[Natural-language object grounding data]
────
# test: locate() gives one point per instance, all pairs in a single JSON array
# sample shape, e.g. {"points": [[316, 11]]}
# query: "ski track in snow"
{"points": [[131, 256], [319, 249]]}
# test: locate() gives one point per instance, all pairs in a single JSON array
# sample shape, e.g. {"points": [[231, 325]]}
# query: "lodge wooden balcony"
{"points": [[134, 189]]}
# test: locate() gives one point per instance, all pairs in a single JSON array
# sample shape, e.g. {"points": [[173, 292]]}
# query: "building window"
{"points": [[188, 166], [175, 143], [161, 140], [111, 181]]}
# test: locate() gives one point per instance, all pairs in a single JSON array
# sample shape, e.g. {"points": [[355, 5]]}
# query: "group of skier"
────
# [BRIEF]
Look through the entries above. Copy each line in which the string "sample" occurs.

# [RESULT OF THIS TASK]
# sample shape, e.g. {"points": [[316, 11]]}
# sample shape, e.g. {"points": [[231, 325]]}
# sample shape, e.g. {"points": [[173, 292]]}
# sample shape, e.g. {"points": [[355, 5]]}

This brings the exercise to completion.